## EXTRACT TO READ
::::::

Opinion
Case No. 2:13 CV 35 RWS
02-13-2014
MEMORANDUM AND ORDER
This matter is before me on Defendant Wayne Pruitt's motion to dismiss Plaintiff Auto-Owners Insurance Company's complaint for lack of jurisdiction. For the reasons stated below, I will deny Defendant's motion. Procedural Background
On January 6, 2012, Larry Apperson, the original plaintiff in this action, was a passenger in a car accident that occurred in Audrain County, Missouri. Apperson filed suit in state court against the driver of the car, Wayne Pruitt. Prior to filing suit, Apperson notified his insurer, Auto-Owners Insurance Company, of the accident and requested a copy of his insurance policy. After Apperson filed his action against Pruitt, he sent Auto-Owners a copy of the petition.
On October 22, 2012, Apperson received a judgment against Pruitt in the amount of $2,500,000.00. Apperson and Pruitt entered into an agreement whereby Apperson collected $100,000.00 from the Pruitt, which was the limit of Pruitt's liability coverage. Apperson then made a claim to Auto-Owners under the underinsured motorist insurance provision of his policy, which Auto-Owners refused to pay.
On March 14, 2013, Apperson filed an action against Auto-Owners in the Circuit Court of Randolph County, Missouri, seeking a declaration that Auto-Owners owed him underinsured motorist coverage. On April 19, 2013, Auto Owners removed the action to this Court based on diversity jurisdiction. Additionally, Auto-Owners raised affirmative defenses and brought a counterclaim seeking a declaratory judgment that it is not required to pay Apperson underinsured motorist benefits.
On October 30, 2013, I granted Auto-Owners leave to file a third-party complaint against Pruitt. On November 6, 2013, Auto-Owners file a third-party complaint against Pruitt seeking a declaratory judgment of its subrogation rights against Pruitt in the event it is determined to owe coverage to Apperson.
After Auto-Owners filed its complaint against Pruitt, Auto-Owners and Apperson settled their claims on December 6, 2013. Auto-Owners agreed to pay Apperson $500,000.00 under the underinsured motorist insurance provision of his policy, and it has since satisfied this obligation. On December 13, 2013, I dismissed all claims and counterclaims between Auto-Owners and Apperson. Auto-Owners' third-party complaint against Pruitt remains pending.
On December 23, 2013, Auto Owners filed an amended complaint against Pruitt. Pruitt now moves to dismiss Auto-Owners complaint. Discussion
Auto-Owners' amended complaint seeks subrogation recovery against Pruitt for the payment it has made to Apperson. Pruitt correctly argues that a subrogation action is generally brought in the name of the subrogor. Kroeker v. State Farm Mut. Auto. Ins. Co., 466 S.W.2d 105, 110-11 (Mo. App. 1971). Under Missouri law, the insured is generally the party in interest in a subrogation action. See Hagar v. Wright Tire & Appliance Inc., 33 S.W.3d 605, 610 (Mo. App. 2000).

::::::

## DATA SHOWN
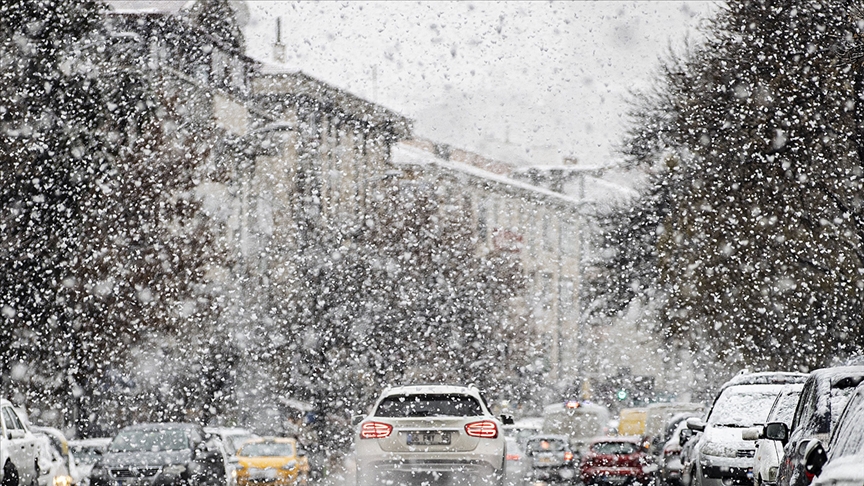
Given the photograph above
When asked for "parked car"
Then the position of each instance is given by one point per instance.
(843, 463)
(524, 428)
(631, 421)
(670, 459)
(421, 433)
(163, 454)
(19, 451)
(769, 452)
(550, 458)
(616, 461)
(232, 437)
(85, 453)
(579, 421)
(59, 444)
(516, 467)
(720, 455)
(659, 423)
(824, 395)
(275, 461)
(53, 465)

::::::

## SET OF TASKS
1: Translate this sentence from the court order into Spanish: "On December 13, 2013, I dismissed all claims and counterclaims between Auto-Owners and Apperson."
2: Carry on with the court order, picking up right after its last sentence.
The records are separate material, unrelated to the court order.

## EXERCISE RESPONSES
1: El 13 de diciembre de 2013, desestimé todas las demandas y contrademandas entre Auto-Owners y Apperson.

2:
However, Missouri courts have contemplated allowing an insurer to bring a subrogation action in its own name where the tortfeasor has consented to the splitting of the cause of action against him and the potential of an unjust double recovery by the insured does not exist. See Marshall v. Northern Assur. Co. of America, 854 S.W.2d 608 (Mo. App. 1993. Here, Apperson reduced his claim against Pruitt to a final judgment in state court. After receiving judgment, Apperson entered into an agreement with Pruitt whereby Apperson collected $100,000.00 from Pruitt, an amount less than Pruitt's full liability as a result of the judgment. The agreement released Pruitt from his full liability without Auto-Owners' consent. Auto-Owners contends that because Pruitt was aware of Auto-Owners' subrogation interest at the time he reached this agreement, Pruitt consented to the splitting of the cause of action against him. See Dickhans v. Missouri Property Ins. Placement Facility, 705 S.W.2d 104 ( Mo. App. 1986) ("[I]t would be patently unjust to permit a third party tortfeasor, with knowledge of an insurer's subrogation interest, to settle with the insured for less than the wrongdoer's full liability, and become thereby insulated against the insurer's right of action.").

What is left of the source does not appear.